____ Data listing

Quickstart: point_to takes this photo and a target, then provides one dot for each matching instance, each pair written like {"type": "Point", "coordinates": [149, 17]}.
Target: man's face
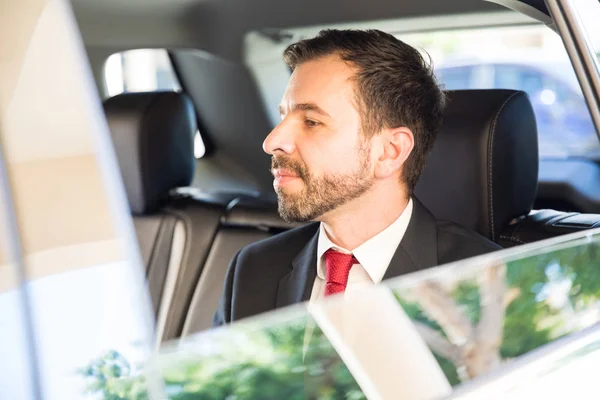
{"type": "Point", "coordinates": [320, 159]}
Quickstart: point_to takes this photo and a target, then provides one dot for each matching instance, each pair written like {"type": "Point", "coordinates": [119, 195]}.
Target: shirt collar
{"type": "Point", "coordinates": [376, 253]}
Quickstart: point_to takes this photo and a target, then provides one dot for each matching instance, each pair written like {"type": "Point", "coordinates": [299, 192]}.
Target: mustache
{"type": "Point", "coordinates": [289, 164]}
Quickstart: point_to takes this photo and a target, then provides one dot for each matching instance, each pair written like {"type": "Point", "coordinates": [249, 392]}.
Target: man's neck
{"type": "Point", "coordinates": [363, 218]}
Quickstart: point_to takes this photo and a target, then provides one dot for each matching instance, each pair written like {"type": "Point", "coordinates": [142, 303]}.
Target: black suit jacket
{"type": "Point", "coordinates": [281, 270]}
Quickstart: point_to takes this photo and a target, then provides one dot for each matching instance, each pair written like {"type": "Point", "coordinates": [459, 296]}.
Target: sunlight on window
{"type": "Point", "coordinates": [199, 148]}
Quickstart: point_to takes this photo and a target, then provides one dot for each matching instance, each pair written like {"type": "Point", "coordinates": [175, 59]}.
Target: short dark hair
{"type": "Point", "coordinates": [396, 86]}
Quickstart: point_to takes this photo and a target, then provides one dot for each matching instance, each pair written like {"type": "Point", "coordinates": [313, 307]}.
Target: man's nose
{"type": "Point", "coordinates": [280, 140]}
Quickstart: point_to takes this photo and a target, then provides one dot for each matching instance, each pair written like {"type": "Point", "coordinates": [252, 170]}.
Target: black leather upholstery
{"type": "Point", "coordinates": [153, 134]}
{"type": "Point", "coordinates": [483, 170]}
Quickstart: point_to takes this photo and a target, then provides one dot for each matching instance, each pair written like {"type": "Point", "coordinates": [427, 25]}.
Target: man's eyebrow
{"type": "Point", "coordinates": [305, 107]}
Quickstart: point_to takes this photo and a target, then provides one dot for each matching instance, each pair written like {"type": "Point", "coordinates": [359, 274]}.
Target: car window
{"type": "Point", "coordinates": [144, 70]}
{"type": "Point", "coordinates": [531, 58]}
{"type": "Point", "coordinates": [456, 77]}
{"type": "Point", "coordinates": [523, 55]}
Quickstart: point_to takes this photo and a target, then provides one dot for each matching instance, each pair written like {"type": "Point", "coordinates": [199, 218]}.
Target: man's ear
{"type": "Point", "coordinates": [396, 146]}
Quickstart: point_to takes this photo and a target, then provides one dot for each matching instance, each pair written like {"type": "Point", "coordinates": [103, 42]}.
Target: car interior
{"type": "Point", "coordinates": [191, 215]}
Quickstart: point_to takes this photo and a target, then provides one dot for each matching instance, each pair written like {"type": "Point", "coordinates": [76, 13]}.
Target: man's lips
{"type": "Point", "coordinates": [283, 176]}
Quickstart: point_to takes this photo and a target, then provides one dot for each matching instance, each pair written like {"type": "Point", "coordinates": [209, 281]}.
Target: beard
{"type": "Point", "coordinates": [321, 194]}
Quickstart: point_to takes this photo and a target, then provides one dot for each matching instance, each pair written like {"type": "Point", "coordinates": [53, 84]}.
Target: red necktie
{"type": "Point", "coordinates": [338, 269]}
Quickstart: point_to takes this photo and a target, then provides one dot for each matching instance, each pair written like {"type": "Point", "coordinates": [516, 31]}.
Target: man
{"type": "Point", "coordinates": [358, 119]}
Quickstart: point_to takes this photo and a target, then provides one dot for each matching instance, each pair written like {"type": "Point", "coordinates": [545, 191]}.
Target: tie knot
{"type": "Point", "coordinates": [338, 268]}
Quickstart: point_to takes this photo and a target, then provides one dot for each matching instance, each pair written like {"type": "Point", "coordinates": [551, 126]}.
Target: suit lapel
{"type": "Point", "coordinates": [296, 286]}
{"type": "Point", "coordinates": [418, 248]}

________

### Exercise directions:
Produce a verbatim copy of the listing, leaving out all pictures.

### Task response:
Quickstart: point_to takes this photo and a target, then provides one dot for each matching instance, each pair written like {"type": "Point", "coordinates": [149, 17]}.
Target: man's face
{"type": "Point", "coordinates": [320, 159]}
Quickstart: point_to takes this photo and a target, then provides one dot for each matching instance, each pair written like {"type": "Point", "coordinates": [119, 195]}.
Target: shirt collar
{"type": "Point", "coordinates": [376, 253]}
Quickstart: point_to takes this photo and a target, then provides one dot for each matching instance, each pair written like {"type": "Point", "coordinates": [299, 192]}.
Target: mustache
{"type": "Point", "coordinates": [289, 164]}
Quickstart: point_to takes this photo and a target, then provides one dot for each matching instance, each pair written like {"type": "Point", "coordinates": [249, 392]}.
Target: man's neck
{"type": "Point", "coordinates": [363, 218]}
Quickstart: point_to takes this photo and a target, then provides one dot for each matching instance, each pair written like {"type": "Point", "coordinates": [142, 303]}.
Target: black suit jacket
{"type": "Point", "coordinates": [281, 270]}
Quickstart: point_to takes this photo and a target, then provides one dot for each matching instance, each pair written like {"type": "Point", "coordinates": [459, 296]}.
Target: sunlight on window
{"type": "Point", "coordinates": [199, 148]}
Quickstart: point_to takes this photo and a target, then provides one dot for each matching instance, each pair written like {"type": "Point", "coordinates": [175, 59]}.
Target: short dark hair
{"type": "Point", "coordinates": [396, 86]}
Quickstart: point_to takes this photo and a target, then provides one dot for each matching instance, each pair written like {"type": "Point", "coordinates": [313, 307]}.
Target: man's nose
{"type": "Point", "coordinates": [280, 140]}
Quickstart: point_to takes this photo and a target, then provides one dot for each matching instance, each pair written like {"type": "Point", "coordinates": [252, 170]}.
Target: black leather upholstery
{"type": "Point", "coordinates": [153, 134]}
{"type": "Point", "coordinates": [483, 170]}
Quickstart: point_to takes this photo and a target, then provides one dot for each matching instance, each pair written like {"type": "Point", "coordinates": [427, 25]}.
Target: man's eyebrow
{"type": "Point", "coordinates": [305, 107]}
Quickstart: point_to takes this photo and a target, then provides one dot for each matching instance, each pair written like {"type": "Point", "coordinates": [359, 274]}.
Target: car window
{"type": "Point", "coordinates": [144, 70]}
{"type": "Point", "coordinates": [531, 58]}
{"type": "Point", "coordinates": [456, 77]}
{"type": "Point", "coordinates": [523, 55]}
Quickstart: point_to takes this photo and a target, then provides one dot for each matching instance, each pair written like {"type": "Point", "coordinates": [199, 218]}.
Target: man's ear
{"type": "Point", "coordinates": [396, 146]}
Quickstart: point_to takes this photo and a target, then provides one dot for each matching instance, each pair written like {"type": "Point", "coordinates": [103, 42]}.
Target: car interior
{"type": "Point", "coordinates": [191, 215]}
Quickstart: point_to takes this photo and a target, then provides one dot for each matching instance, each pair written like {"type": "Point", "coordinates": [76, 13]}.
Target: man's lips
{"type": "Point", "coordinates": [283, 176]}
Quickstart: point_to takes this photo and a target, then provides one dot for each matching instance, each pair written like {"type": "Point", "coordinates": [209, 281]}.
Target: beard
{"type": "Point", "coordinates": [321, 194]}
Quickstart: point_to takes this photo and a target, then provides one dot for each matching instance, each pair written like {"type": "Point", "coordinates": [53, 84]}.
Target: red necktie
{"type": "Point", "coordinates": [338, 269]}
Quickstart: point_to takes this photo and a target, then provides one dot for each matching instance, each pair written like {"type": "Point", "coordinates": [516, 31]}.
Target: man
{"type": "Point", "coordinates": [358, 119]}
Quickstart: point_to takes this photo and a target, then provides one dot for each matching instance, each pair written like {"type": "Point", "coordinates": [545, 191]}.
Target: tie knot
{"type": "Point", "coordinates": [338, 268]}
Quickstart: point_to takes this photo and a target, then provides one dot for each matching instance, each pair written like {"type": "Point", "coordinates": [551, 126]}.
Target: suit lapel
{"type": "Point", "coordinates": [296, 286]}
{"type": "Point", "coordinates": [418, 248]}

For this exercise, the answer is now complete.